━━━━━ Trecho do texto ━━━━━

11 de fevereiro de 2011

sobre (s)saltos


Vida a gente leva muito mais no susto e no improviso do que na calmaria da certeza e na bonança dos sentimentos. Isso eu descobri há algum tempo, no olho do furacão do mundo, quando uma onda de desavisos centrifugou meus planejamentos, desejos e ambições. No estado de suspense atávico com que o inesperado selou-me a percepção, não havia diferença relevante entre mim e Dorothy, sendo transportada para o maravilhoso mundo de Oz, na primeira classe de um tufão, o universo conhecido inteiro da menina girando em seu redor, dando um adeus enfurecido para a fazenda no Kansas. Quando o assombro chega para ficar, é compreensível que se comece a ponderar a existência do destino, por exemplo, ou o poder do cosmo, criança caprichosa, a brincar conosco de teatro dos bonecos e soprar as linhas de nossas vidas como bolhas de sabão. Blup! Vão-se as bolhas, ficamos nós, aparvalhados com o descabido que é traçar metas, colecionar valores, almejar situações e ver tudo reduzido a um tombo, à sensação frustrante de que cavalgamos uma montaria sem rédeas, nem cabresto. 

Dia desses decidi abandonar a leitura por um tempo para assistir a um filme que estreava num canal de TV por assinatura. Às vezes até o seu livro preferido acaba sendo preterido, o que parece ser uma sina a qual nada, nem ninguém escapam. Após mil reviravoltas na vida da mocinha, o galã reconquistado, lágrimas derramadas e reencontros no aeroporto, a protagonista afirma, no momento de reflexão do filme de gênero não-acredito-que-deixei-meu-livro-por-isso: "não é maravilhoso que a vida seja um desconhecido constante e a gente não tenha controle sobre o mistério do amanhã?". Eu seria no mínimo desleal comigo mesma se dissesse que achei a epifania da mocinha uma pérola. A bem da verdade, a frase fez meu sangue talhar nas veias. Quer dizer, não é nada maravilhoso tomar um susto atrás do outro na vida. E não ter controle algum sobre o amanhã não é apenas misterioso, mas assombroso. Não seria simplesmente balsâmico se a vida fosse tão previsível quanto um desses filmes de sessão da tarde?

Mas então lembrei-me de que não gosto de ser contraditória. Pelo menos não a ponto de me sentir uma fraude em meus próprios domínios. Sempre escrevi sobre a necessidade da surpresa na vida, das curvas na estrada, das ondas no mar, do insight no consciente. Mudanças de cenário, aventurar-se pelo desconhecido e quebrar paradigmas são símbolos que utilizo para dizer que, sem o elemento-surpresa, o roteiro de vida que escrevemos tornar-se-ia tacanho e estupidamente tedioso, de forma a tirar de nós a curiosidade e o empenho de chegar ao final da história.

━━━━━

# Tarefas propostas:
1. Extraia do texto sobre os sustos da vida o trecho que vai de "Mas então lembrei-me" até "final da história.", incluindo este último.
2. Resuma em duas frases o texto sobre os sustos da vida.

━━━━━ Material fornecido ━━━━━

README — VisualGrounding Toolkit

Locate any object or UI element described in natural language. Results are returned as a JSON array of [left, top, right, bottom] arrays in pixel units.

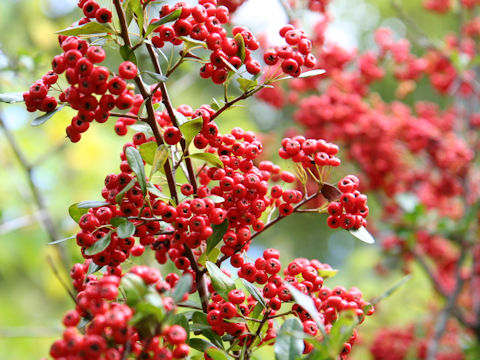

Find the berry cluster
[[207, 249, 374, 355], [327, 175, 368, 230], [152, 0, 261, 84], [278, 136, 340, 169], [263, 25, 317, 77], [50, 261, 190, 360], [77, 0, 112, 25]]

━━━━━

# Respostas por tarefa:
1.
Mas então lembrei-me de que não gosto de ser contraditória. Pelo menos não a ponto de me sentir uma fraude em meus próprios domínios. Sempre escrevi sobre a necessidade da surpresa na vida, das curvas na estrada, das ondas no mar, do insight no consciente. Mudanças de cenário, aventurar-se pelo desconhecido e quebrar paradigmas são símbolos que utilizo para dizer que, sem o elemento-surpresa, o roteiro de vida que escrevemos tornar-se-ia tacanho e estupidamente tedioso, de forma a tirar de nós a curiosidade e o empenho de chegar ao final da história.

2. O texto afirma que a vida se leva mais no susto e no improviso do que na certeza. A narradora conta que a frase de uma protagonista de filme, elogiando a falta de controle sobre o amanhã, a irritou, mas depois lembra que sempre escreveu sobre a necessidade da surpresa na vida, sem a qual o roteiro de vida ficaria tedioso e tiraria a curiosidade de chegar ao final da história.